▶ **Extract provided**:
------------------------

The same dynamic holds for coverage of Biden’s reaction to the election results, with 30% of Republicans who relied on Fox saying their most-used sources did very well compared with 18% in the non-Fox group.
Republicans give a generally positive assessment of how their most relied on sources covered the ways people could cast ballots in 2020. But again, those in the Fox News group were slightly more pleased with the performance of its most-used sources (26% very well) than the group that did not use Fox as a major source (18% very well).
And while grades were low among Republicans in general for how well the top sources explained the vote count after the polls closed, 20% of those Republicans who cited Fox as a major source say their most-used sources did very well. That compares with 14% of non-Fox Republicans who say their most turned to sources did very well.
Partisan gaps widen further on the election performance of the media in general
Partisan differences over how news sources covered the events after the polls closed widen further when respondents are asked to evaluate the performance of the news media in general rather than their own most-used sources.

------------------------

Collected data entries

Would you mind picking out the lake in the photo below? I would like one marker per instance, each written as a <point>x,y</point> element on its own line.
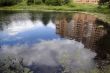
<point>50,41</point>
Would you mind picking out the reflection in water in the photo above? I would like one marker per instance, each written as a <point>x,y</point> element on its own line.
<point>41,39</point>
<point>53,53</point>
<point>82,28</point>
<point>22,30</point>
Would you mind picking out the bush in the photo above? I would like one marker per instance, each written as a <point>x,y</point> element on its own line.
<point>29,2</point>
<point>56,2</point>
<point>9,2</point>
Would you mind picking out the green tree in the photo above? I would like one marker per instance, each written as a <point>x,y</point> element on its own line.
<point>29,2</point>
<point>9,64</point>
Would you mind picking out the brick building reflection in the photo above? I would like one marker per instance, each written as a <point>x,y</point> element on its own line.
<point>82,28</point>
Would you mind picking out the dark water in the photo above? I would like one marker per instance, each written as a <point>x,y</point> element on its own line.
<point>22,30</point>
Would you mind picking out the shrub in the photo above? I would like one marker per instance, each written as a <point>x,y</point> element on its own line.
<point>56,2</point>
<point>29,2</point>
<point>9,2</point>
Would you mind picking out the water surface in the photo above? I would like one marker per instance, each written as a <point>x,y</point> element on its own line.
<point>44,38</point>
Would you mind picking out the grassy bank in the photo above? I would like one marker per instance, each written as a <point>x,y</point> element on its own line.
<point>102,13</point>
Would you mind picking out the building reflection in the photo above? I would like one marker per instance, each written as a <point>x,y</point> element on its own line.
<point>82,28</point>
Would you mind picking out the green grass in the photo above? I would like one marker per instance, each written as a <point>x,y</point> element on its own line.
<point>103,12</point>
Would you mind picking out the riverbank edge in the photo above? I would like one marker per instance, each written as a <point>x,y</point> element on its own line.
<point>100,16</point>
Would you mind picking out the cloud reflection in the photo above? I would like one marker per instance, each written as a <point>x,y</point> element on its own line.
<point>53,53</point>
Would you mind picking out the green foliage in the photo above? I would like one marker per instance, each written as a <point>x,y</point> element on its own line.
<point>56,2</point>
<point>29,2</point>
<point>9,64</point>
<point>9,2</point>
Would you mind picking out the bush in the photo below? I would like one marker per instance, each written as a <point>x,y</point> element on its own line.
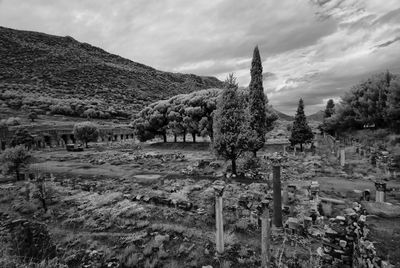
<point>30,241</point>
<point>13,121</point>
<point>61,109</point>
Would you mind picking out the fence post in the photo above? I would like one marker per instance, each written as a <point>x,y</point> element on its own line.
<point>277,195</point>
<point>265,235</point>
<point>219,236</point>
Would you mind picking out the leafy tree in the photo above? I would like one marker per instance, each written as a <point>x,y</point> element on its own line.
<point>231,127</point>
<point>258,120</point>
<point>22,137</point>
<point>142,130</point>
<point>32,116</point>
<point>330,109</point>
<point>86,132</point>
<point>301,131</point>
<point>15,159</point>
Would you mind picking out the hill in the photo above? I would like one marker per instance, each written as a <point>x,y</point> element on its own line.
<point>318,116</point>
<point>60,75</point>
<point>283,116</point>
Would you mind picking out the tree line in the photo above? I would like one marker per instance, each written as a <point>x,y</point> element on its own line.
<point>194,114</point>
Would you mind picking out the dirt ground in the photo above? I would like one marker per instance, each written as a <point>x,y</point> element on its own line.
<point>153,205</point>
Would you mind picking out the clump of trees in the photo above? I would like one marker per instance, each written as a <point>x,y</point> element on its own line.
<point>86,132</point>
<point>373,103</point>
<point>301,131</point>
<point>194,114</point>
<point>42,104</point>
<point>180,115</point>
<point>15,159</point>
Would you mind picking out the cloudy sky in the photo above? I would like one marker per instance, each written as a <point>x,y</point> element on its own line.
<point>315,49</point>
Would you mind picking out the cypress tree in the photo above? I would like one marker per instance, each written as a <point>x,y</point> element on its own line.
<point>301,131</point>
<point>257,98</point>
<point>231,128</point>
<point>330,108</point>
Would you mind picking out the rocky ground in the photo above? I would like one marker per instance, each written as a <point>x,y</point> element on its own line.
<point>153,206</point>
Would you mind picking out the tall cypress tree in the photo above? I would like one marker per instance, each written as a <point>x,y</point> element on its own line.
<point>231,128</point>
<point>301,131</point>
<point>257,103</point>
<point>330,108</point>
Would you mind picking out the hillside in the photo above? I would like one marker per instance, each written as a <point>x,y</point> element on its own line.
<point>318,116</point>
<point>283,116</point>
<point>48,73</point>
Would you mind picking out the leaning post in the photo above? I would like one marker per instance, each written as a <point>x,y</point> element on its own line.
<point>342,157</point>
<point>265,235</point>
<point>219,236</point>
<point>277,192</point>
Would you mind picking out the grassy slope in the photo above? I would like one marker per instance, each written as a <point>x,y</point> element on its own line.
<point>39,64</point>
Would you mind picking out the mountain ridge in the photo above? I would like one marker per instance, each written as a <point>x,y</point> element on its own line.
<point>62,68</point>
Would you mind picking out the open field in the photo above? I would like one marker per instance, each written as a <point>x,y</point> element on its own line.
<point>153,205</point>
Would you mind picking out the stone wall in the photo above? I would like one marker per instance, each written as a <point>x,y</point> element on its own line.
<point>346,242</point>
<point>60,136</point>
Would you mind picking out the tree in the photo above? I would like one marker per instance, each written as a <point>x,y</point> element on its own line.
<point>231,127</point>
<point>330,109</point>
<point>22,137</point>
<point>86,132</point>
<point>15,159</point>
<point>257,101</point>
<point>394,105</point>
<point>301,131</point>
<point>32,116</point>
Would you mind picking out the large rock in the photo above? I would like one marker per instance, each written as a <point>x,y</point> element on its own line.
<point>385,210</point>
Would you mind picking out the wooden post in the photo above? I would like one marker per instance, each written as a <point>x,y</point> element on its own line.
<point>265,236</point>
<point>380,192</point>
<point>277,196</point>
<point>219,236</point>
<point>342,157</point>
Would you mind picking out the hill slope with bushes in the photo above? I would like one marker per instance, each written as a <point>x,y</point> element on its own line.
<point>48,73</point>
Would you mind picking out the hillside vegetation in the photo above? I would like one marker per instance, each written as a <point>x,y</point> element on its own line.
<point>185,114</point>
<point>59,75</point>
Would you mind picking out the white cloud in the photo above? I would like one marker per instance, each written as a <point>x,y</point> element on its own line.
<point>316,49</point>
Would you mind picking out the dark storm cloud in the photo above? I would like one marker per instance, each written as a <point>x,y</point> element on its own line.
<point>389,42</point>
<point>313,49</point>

------------------------

▶ **Task statement**: Quote the passage on election coverage from "And while grades" up to and including "to sources did very well.". The listing is separate material, unrelated to the passage on election coverage.

▶ **Solved exercise**:
And while grades were low among Republicans in general for how well the top sources explained the vote count after the polls closed, 20% of those Republicans who cited Fox as a major source say their most-used sources did very well. That compares with 14% of non-Fox Republicans who say their most turned to sources did very well.